Repeat the data that follows, word for word, without the images.

Point labeling examples
________________________
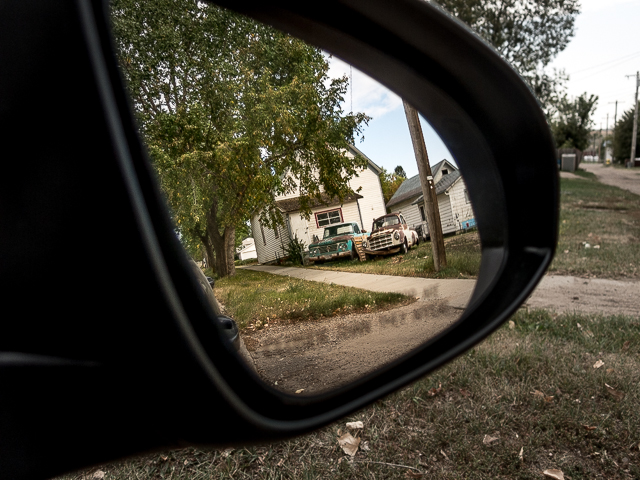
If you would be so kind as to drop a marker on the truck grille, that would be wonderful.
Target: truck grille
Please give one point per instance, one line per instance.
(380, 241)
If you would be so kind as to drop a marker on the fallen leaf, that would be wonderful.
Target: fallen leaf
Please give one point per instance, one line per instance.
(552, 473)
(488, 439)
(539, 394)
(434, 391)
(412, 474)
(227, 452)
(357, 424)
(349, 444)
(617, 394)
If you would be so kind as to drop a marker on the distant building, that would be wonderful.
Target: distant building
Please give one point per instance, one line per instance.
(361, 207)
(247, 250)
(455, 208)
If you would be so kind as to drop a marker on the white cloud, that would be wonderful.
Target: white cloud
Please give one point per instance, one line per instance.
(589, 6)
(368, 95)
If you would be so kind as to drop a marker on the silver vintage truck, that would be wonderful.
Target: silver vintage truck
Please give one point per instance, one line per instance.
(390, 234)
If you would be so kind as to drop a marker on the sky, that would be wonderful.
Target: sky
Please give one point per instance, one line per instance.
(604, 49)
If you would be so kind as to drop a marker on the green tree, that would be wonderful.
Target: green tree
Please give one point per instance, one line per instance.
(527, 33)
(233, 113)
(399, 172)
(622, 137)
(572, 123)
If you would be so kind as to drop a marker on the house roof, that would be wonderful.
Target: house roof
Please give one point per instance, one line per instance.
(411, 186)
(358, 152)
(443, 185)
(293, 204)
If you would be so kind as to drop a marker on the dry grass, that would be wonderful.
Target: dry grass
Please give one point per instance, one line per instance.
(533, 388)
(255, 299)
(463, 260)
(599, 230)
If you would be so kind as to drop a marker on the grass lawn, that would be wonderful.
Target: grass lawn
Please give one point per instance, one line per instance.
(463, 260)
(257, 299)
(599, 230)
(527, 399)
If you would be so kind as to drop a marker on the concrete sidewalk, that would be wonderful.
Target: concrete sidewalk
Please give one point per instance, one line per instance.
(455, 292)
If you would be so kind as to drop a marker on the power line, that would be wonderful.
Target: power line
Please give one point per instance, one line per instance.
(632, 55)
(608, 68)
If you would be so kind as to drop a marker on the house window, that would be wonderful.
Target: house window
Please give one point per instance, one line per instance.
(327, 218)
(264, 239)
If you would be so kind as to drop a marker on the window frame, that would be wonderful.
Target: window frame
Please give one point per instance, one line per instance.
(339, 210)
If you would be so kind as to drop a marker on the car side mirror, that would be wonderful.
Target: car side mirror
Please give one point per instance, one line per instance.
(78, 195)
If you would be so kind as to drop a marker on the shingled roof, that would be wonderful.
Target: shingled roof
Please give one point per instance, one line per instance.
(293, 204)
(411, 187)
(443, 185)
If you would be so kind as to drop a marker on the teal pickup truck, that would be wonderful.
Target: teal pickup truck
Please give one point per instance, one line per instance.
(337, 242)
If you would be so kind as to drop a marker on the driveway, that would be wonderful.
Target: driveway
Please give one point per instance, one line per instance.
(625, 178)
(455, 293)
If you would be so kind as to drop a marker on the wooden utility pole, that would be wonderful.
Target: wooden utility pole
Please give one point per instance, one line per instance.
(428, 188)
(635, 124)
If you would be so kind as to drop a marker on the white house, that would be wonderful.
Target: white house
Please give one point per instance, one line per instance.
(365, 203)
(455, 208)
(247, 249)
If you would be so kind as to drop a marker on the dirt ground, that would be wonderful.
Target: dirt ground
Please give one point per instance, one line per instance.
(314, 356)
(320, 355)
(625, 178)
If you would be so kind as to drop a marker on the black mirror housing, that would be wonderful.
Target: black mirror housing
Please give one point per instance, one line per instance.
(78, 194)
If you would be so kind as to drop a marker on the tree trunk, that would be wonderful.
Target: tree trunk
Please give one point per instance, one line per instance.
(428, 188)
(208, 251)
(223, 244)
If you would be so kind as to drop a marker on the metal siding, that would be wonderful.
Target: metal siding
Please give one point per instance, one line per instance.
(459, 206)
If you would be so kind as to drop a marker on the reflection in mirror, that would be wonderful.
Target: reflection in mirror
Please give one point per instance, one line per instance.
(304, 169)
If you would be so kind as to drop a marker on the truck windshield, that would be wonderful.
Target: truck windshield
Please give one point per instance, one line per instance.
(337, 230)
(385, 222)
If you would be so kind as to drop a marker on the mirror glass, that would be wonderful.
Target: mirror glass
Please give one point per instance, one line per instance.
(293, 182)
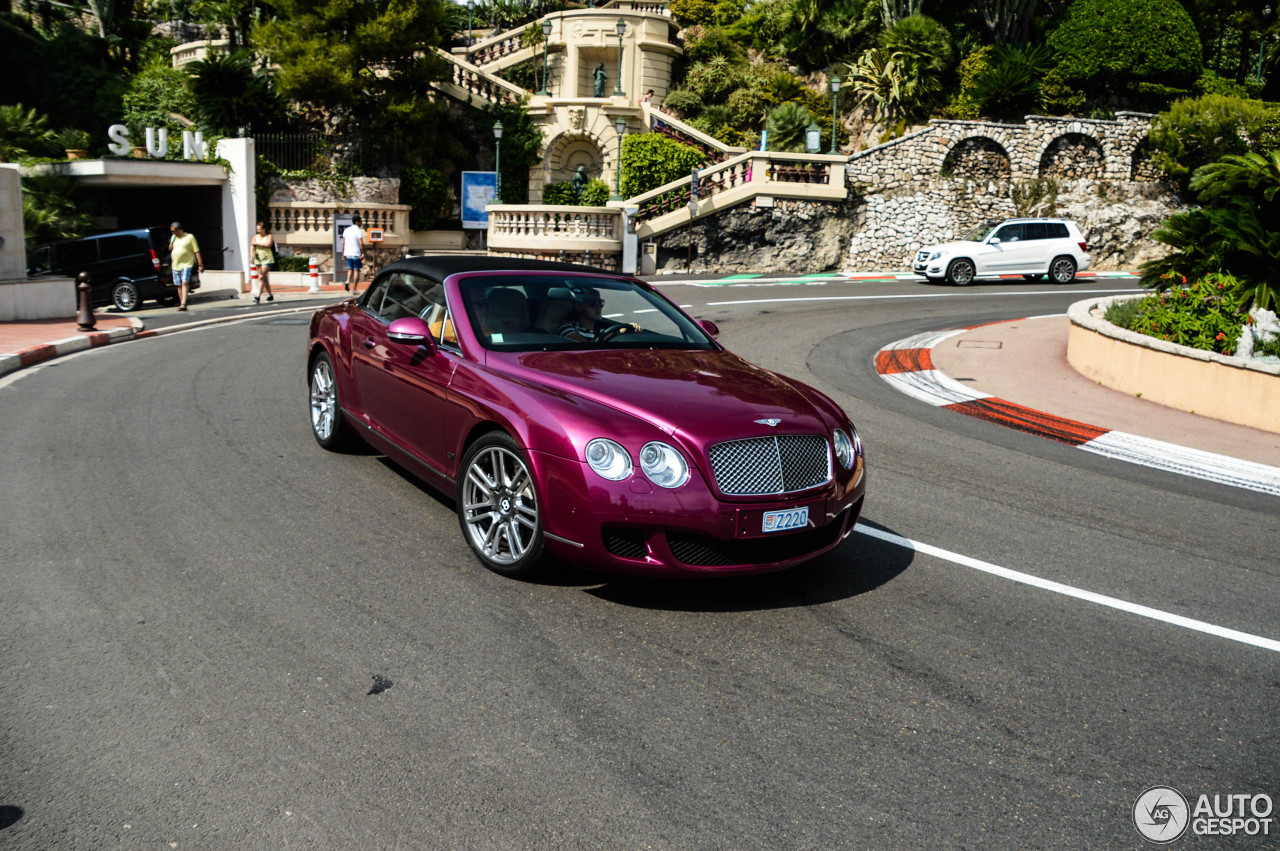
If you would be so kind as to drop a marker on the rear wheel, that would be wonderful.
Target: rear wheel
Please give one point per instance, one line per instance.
________________________
■ **THE COMPLETED TASK**
If you would be so kind as to drop a marker on the truck grille, that would be wonderful.
Target: truck grille
Please give one point per instance, one line per instance.
(380, 241)
If you would be so kind as to drop a marker on the fallen leaf, that would be wonderful.
Target: fallen leaf
Please give one point per instance, one line per instance.
(552, 473)
(488, 439)
(539, 394)
(434, 391)
(412, 474)
(227, 452)
(357, 424)
(349, 444)
(617, 394)
If you would be so kind as to drop a marker on the distant building, that would be wonderful.
Target: distant building
Please give one point per instance, one line per instance.
(361, 207)
(247, 250)
(455, 208)
If you would be so kind as to drop a marker on the white cloud, that would be wonderful.
Target: white cloud
Please give one point per instance, one line per instance.
(589, 6)
(368, 95)
If you would be so kind as to drop a marker on the silver vintage truck, that would be wonderful.
Target: silver vintage truck
Please give one point per instance, one line per instance.
(390, 234)
If you would be so kind as to drop a marker on the sky, that would be wonderful.
Target: sky
Please give one point per instance, one line per instance.
(604, 49)
If you would be so kind as to drop a marker on the green tree, that would be wonderful.
Target: green tree
Please give one point per instance, one line per instance.
(527, 33)
(233, 113)
(399, 172)
(622, 137)
(572, 123)
If you would be so kind as to drop a marker on the house roof, that would be wonderful.
Target: house roof
Please give one point per instance, one line per instance.
(411, 186)
(358, 152)
(443, 185)
(293, 204)
If you would be so kind as to drop a marker on the dry grass, that would be wonderful.
Target: dry grass
Please give one point per instance, one line per instance.
(533, 388)
(255, 299)
(463, 260)
(599, 230)
If you would be so kind as to drop a marker on the grass lawn, that would be wonderful.
Target: grass lawn
Please give one point per instance, one line per instance.
(463, 260)
(257, 299)
(599, 230)
(527, 399)
If you would be so kind as to drop a marker on the concrete sidewalk, that would be wonderful.
Target: concrete sidewalk
Please give one point per instance, one line per instance.
(455, 292)
If you would be so kind as to drop a marker on the power line, that would be wonderful.
Target: power line
Please give one point per instance, one line per instance.
(632, 55)
(608, 68)
If you would be so kind as to drop a marker on the house window, that would be wonderful.
Target: house window
Please give one point per instance, one line per instance.
(327, 218)
(264, 239)
If you would be so kind as to drop a marker on the window frame, that would be wonderful.
Target: window frame
Please give one point per instance, one line per instance.
(339, 210)
If you would be so kind as to drop a marker on the car side mirror, that would be wonderful.
Target: car side mirror
Please give one point per instance, one line per instance.
(78, 195)
If you would be so kind as to drop a marker on the shingled roof, that would be wonderful.
Target: shingled roof
Please give one point per instance, one line per instance.
(293, 204)
(411, 187)
(443, 185)
If you would be so kind as to drop a marker on the teal pickup truck, that would be wonderful.
Target: teal pickup truck
Please give one point per instance, one line per instance.
(337, 242)
If you would be so kind as to drop a marker on the driveway, that would be wonderful.
Target: driveway
Please give one point per instance, one line per instance.
(625, 178)
(455, 293)
If you would be so kind as to drop a marker on the wooden utility pole, that would be wonderful.
Target: wooden utility pole
Please give one point per instance, one line per instance.
(428, 188)
(635, 124)
If you would be so kind as to drop a marker on the white house, that would be wonderful.
Target: white house
Please give one point per instance, one line per instance.
(365, 203)
(455, 208)
(247, 249)
If you would be so kind as to drop a marker on the dirt ground, that would be wonderful.
Target: dirt ground
Please give one point per instance, one line per instance.
(314, 356)
(320, 355)
(625, 178)
If you would be so kind as to drop a marker on the black mirror housing, that would be wonderful.
Target: black mirror housing
Please give one point per instance, one line per instance.
(78, 194)
If you would be so kind as to drop a marker on the tree trunk, that would be wonderful.
Target: tree trunk
Please give one point per instance, one line per instance.
(428, 188)
(208, 251)
(223, 244)
If you would be so kind as to drop a marker on the metal siding, that would be wonderful.
Target: metal siding
Please give one point per instance, one line per instance.
(459, 206)
If you would be so kind as to drop a marker on the reflection in mirror, that would be wonderful.
Target: reflection in mirror
Please give one point per instance, one line per instance.
(304, 169)
If you would be so kind as to drop a marker on the truck windshield, that would be wonderful.
Target: truck windshield
Please give one point per instance, one line per instance.
(337, 230)
(385, 222)
If you would be so kind as to drop a marker on the mirror glass, that would be wonderful.
Target: mirror glass
Please give one point per instance, one line per instance.
(293, 182)
If you would be so kind as to drop a marker on the rear wheel, that would be wonderful.
Target: rear wheel
Please give one point per instance, one line per instance.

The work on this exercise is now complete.